BEGIN

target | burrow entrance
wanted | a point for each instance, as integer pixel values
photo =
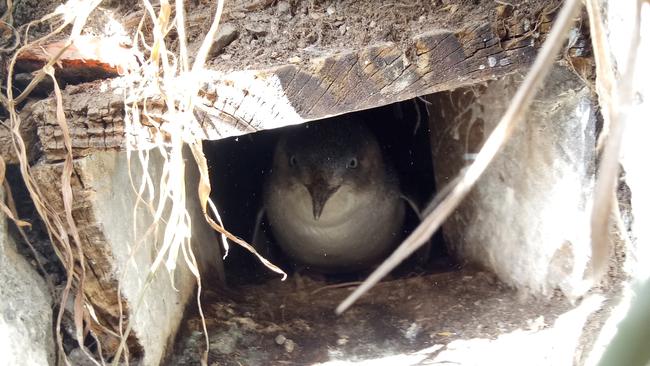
(418, 314)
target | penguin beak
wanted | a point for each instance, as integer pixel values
(320, 192)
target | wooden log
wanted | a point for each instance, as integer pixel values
(243, 101)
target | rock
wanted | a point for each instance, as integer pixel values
(25, 307)
(104, 207)
(283, 8)
(527, 218)
(225, 35)
(256, 30)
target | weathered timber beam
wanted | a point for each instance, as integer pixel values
(243, 101)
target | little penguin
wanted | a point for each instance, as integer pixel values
(332, 200)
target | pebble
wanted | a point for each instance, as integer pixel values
(284, 8)
(226, 34)
(289, 346)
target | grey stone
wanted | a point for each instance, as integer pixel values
(25, 307)
(527, 218)
(225, 35)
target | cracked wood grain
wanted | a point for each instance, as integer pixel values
(239, 102)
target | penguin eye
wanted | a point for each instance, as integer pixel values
(353, 163)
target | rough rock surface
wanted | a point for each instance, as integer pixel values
(527, 219)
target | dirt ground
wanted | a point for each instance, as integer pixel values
(293, 322)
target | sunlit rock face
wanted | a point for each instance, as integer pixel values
(527, 219)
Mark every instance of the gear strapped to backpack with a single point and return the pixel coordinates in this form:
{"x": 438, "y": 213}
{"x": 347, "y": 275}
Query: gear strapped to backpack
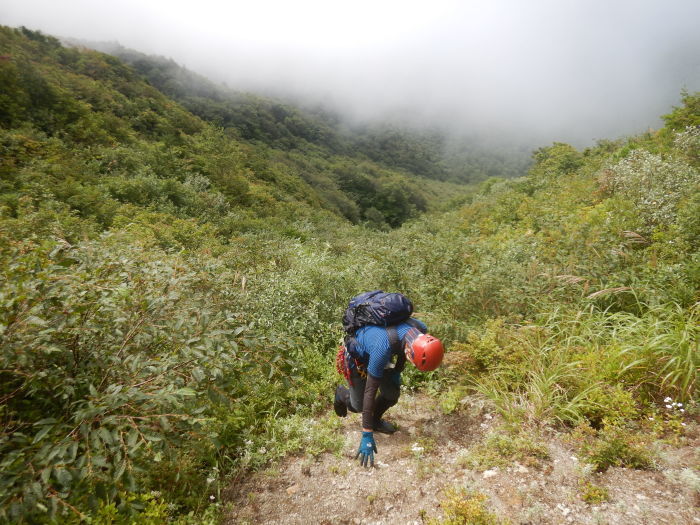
{"x": 377, "y": 308}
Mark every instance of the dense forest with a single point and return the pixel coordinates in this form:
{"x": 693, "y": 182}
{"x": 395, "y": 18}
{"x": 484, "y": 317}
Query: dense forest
{"x": 176, "y": 259}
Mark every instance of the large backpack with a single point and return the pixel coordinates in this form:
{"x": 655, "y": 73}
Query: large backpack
{"x": 376, "y": 308}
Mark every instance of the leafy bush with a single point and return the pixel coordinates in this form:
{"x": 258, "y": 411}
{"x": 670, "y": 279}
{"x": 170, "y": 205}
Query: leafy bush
{"x": 463, "y": 507}
{"x": 654, "y": 184}
{"x": 502, "y": 449}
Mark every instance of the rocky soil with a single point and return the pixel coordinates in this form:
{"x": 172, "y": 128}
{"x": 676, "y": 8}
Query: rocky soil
{"x": 416, "y": 465}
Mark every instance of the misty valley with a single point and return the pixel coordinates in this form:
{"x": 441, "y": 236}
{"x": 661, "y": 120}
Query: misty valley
{"x": 177, "y": 256}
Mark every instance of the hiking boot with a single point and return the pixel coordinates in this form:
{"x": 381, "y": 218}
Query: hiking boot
{"x": 339, "y": 403}
{"x": 384, "y": 427}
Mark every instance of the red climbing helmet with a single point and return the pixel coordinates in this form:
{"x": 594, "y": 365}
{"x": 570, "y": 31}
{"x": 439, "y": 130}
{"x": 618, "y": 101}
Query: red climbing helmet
{"x": 424, "y": 351}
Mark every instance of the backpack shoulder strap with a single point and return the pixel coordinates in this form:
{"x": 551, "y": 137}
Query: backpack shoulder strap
{"x": 394, "y": 342}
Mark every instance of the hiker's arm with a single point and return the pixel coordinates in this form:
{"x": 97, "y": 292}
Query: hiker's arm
{"x": 371, "y": 387}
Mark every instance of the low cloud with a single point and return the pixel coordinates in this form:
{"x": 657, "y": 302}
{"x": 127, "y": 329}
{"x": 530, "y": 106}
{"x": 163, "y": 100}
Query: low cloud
{"x": 540, "y": 71}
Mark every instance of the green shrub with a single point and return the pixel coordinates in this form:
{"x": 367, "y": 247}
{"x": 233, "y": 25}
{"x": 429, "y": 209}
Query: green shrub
{"x": 502, "y": 449}
{"x": 463, "y": 507}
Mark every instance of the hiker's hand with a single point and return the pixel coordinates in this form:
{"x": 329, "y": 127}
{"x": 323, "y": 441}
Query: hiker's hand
{"x": 366, "y": 450}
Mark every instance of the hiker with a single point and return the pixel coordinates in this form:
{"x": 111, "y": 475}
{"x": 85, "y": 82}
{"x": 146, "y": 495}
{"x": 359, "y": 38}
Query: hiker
{"x": 374, "y": 355}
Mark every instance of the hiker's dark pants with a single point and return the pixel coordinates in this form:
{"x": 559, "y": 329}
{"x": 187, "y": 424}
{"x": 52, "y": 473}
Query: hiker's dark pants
{"x": 388, "y": 396}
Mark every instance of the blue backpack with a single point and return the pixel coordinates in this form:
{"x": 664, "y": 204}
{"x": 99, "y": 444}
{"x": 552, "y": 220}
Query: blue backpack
{"x": 375, "y": 308}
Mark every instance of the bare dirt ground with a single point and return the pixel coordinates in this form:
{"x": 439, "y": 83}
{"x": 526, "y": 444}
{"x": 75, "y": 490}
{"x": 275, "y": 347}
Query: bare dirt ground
{"x": 408, "y": 484}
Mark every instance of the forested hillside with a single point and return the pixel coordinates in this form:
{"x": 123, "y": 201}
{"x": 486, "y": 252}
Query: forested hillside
{"x": 171, "y": 292}
{"x": 282, "y": 125}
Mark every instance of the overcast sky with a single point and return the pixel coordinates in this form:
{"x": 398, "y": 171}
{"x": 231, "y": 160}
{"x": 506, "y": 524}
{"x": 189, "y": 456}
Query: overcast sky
{"x": 571, "y": 70}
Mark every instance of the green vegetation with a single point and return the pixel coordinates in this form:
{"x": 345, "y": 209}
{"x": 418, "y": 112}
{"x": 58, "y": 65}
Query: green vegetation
{"x": 501, "y": 449}
{"x": 462, "y": 507}
{"x": 593, "y": 494}
{"x": 171, "y": 293}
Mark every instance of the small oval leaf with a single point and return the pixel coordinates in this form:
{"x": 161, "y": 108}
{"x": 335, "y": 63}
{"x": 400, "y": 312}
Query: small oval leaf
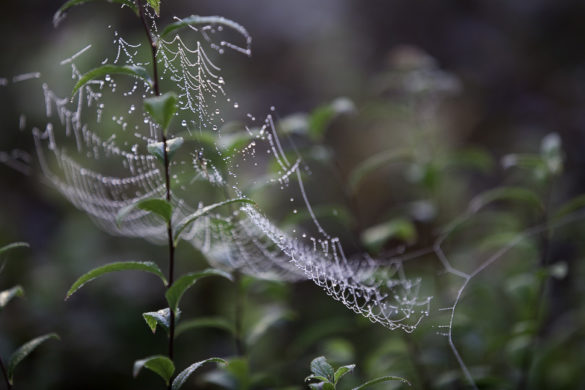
{"x": 176, "y": 291}
{"x": 102, "y": 71}
{"x": 182, "y": 377}
{"x": 161, "y": 365}
{"x": 24, "y": 351}
{"x": 380, "y": 380}
{"x": 146, "y": 266}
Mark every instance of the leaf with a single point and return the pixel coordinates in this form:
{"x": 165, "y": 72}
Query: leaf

END

→ **WHAT THE TASK ASKS**
This task calls for the records to be copied exactly, without pictures.

→ **ANSWER BELOW**
target | burrow entrance
wanted | a point for each instance, as integer pixel values
photo =
(418, 314)
target | penguin beak
wanted | a point for each instance, as integer pixel values
(320, 192)
target | wooden log
wanted | a point for each instance, as integer pixel values
(243, 101)
target | rock
wanted | a point for each instance, as integer pixel values
(25, 307)
(104, 207)
(283, 8)
(527, 218)
(225, 35)
(256, 30)
target | weathered timber beam
wanted | a point for each instance, as integer pixel values
(243, 101)
target | little penguin
wanted | a point for each instance, as integer pixel values
(332, 200)
target | pebble
wanted | a point for each instance, as integer pixel values
(284, 8)
(226, 34)
(289, 346)
target | grey stone
wanted | a point for each instance, as integer pixel values
(25, 307)
(527, 218)
(225, 35)
target | cracked wood grain
wanted | a point for each instance, as integer pixel values
(239, 102)
target | penguin eye
wanted | a point for each instance, as integer pixel values
(353, 163)
target | rough rock surface
wanted | a point for each instance, as integer pixel values
(527, 219)
target | dirt ground
wanted | a point for each instance, as integer pixel values
(293, 322)
target | sunlit rock face
wanted | a point for each instance, as integer pixel values
(527, 219)
Mark every instance of the gear strapped to backpack with a single point and return the pixel coordinates in this form:
{"x": 438, "y": 213}
{"x": 347, "y": 275}
Query: gear strapped to backpack
{"x": 377, "y": 308}
Mark every instance of the dense forest with a single point and return the pixel coordinates in this form:
{"x": 693, "y": 182}
{"x": 395, "y": 18}
{"x": 484, "y": 317}
Query: dense forest
{"x": 176, "y": 259}
Mark every instance of the large backpack with a single point and return the pixel coordinates in this form:
{"x": 655, "y": 73}
Query: large backpack
{"x": 376, "y": 308}
Mark every instance of the leafy bush with a single point and return the pixel coordinates in this form:
{"x": 258, "y": 411}
{"x": 670, "y": 279}
{"x": 170, "y": 205}
Query: leafy bush
{"x": 463, "y": 507}
{"x": 654, "y": 184}
{"x": 502, "y": 449}
Mark every instance of the rocky soil with a single point and return the pixel coordinates in this form:
{"x": 172, "y": 128}
{"x": 676, "y": 8}
Query: rocky soil
{"x": 416, "y": 465}
Mark every instance of the misty valley with a single point and return the pixel coordinates in this form:
{"x": 441, "y": 236}
{"x": 661, "y": 120}
Query: misty valley
{"x": 177, "y": 256}
Mark every instance of the hiking boot with a single point and return the pixel coordinates in this form:
{"x": 381, "y": 218}
Query: hiking boot
{"x": 339, "y": 403}
{"x": 384, "y": 427}
Mark every instance of the red climbing helmet with a single point and return the pixel coordinates in this form:
{"x": 594, "y": 365}
{"x": 570, "y": 31}
{"x": 439, "y": 130}
{"x": 618, "y": 101}
Query: red climbing helmet
{"x": 424, "y": 351}
Mark every instance of the backpack shoulder strap with a single point and return the pixel coordinates in this form:
{"x": 551, "y": 137}
Query: backpack shoulder strap
{"x": 394, "y": 342}
Mark every instance of the hiker's arm with a single point and return the pixel coordinates in this form:
{"x": 97, "y": 292}
Query: hiker's arm
{"x": 371, "y": 387}
Mark every instance of the low cloud with a single point and return the pixel coordinates in this form:
{"x": 657, "y": 302}
{"x": 127, "y": 329}
{"x": 530, "y": 106}
{"x": 163, "y": 100}
Query: low cloud
{"x": 540, "y": 71}
Mark every instance of the green shrub with a single point and return the pixel coordinates in this form:
{"x": 367, "y": 247}
{"x": 233, "y": 25}
{"x": 429, "y": 209}
Query: green shrub
{"x": 502, "y": 449}
{"x": 463, "y": 507}
Mark every instance of the hiker's hand with a single point and return the pixel coordinates in this form:
{"x": 329, "y": 127}
{"x": 323, "y": 441}
Query: hiker's hand
{"x": 366, "y": 450}
Mark every instance of the hiker with a single point and return the pixel coordinates in this form:
{"x": 111, "y": 475}
{"x": 85, "y": 82}
{"x": 146, "y": 495}
{"x": 359, "y": 38}
Query: hiker
{"x": 374, "y": 355}
Mark every instance of the hiker's dark pants with a single point and return the pixel coordinates in this form:
{"x": 559, "y": 329}
{"x": 187, "y": 424}
{"x": 52, "y": 473}
Query: hiker's dark pants
{"x": 388, "y": 396}
Mark every instance of the blue backpack with a single point and return the pixel coordinates in this form:
{"x": 664, "y": 204}
{"x": 99, "y": 444}
{"x": 552, "y": 220}
Query: blue backpack
{"x": 375, "y": 308}
Mark every instance of the bare dirt ground with a single point and return the pixel coordinates in this form:
{"x": 439, "y": 83}
{"x": 526, "y": 444}
{"x": 75, "y": 490}
{"x": 275, "y": 347}
Query: bare dirt ground
{"x": 408, "y": 484}
Mark every instance of the forested hillside with a single point and return the pixel coordinates in this form:
{"x": 123, "y": 201}
{"x": 486, "y": 252}
Query: forested hillside
{"x": 171, "y": 292}
{"x": 282, "y": 125}
Mark every instance of the overcast sky with a single point and return the pixel coordinates in this form:
{"x": 398, "y": 171}
{"x": 231, "y": 160}
{"x": 506, "y": 524}
{"x": 189, "y": 456}
Query: overcast sky
{"x": 571, "y": 70}
Mark every instance of the green vegetation with a single point and return the pixel coordinates in this form:
{"x": 345, "y": 209}
{"x": 418, "y": 112}
{"x": 58, "y": 65}
Query: green vegetation
{"x": 501, "y": 449}
{"x": 462, "y": 507}
{"x": 593, "y": 494}
{"x": 171, "y": 293}
Mark every instance of the small oval leaf with a single point and return the pixel coordinates in this form:
{"x": 161, "y": 108}
{"x": 335, "y": 63}
{"x": 400, "y": 312}
Query: small oval leaf
{"x": 176, "y": 291}
{"x": 102, "y": 71}
{"x": 182, "y": 377}
{"x": 161, "y": 365}
{"x": 24, "y": 351}
{"x": 380, "y": 380}
{"x": 146, "y": 266}
Mark every instance of the leaf with a single point and return the pixel coordinates in this form:
{"x": 165, "y": 72}
Query: leaf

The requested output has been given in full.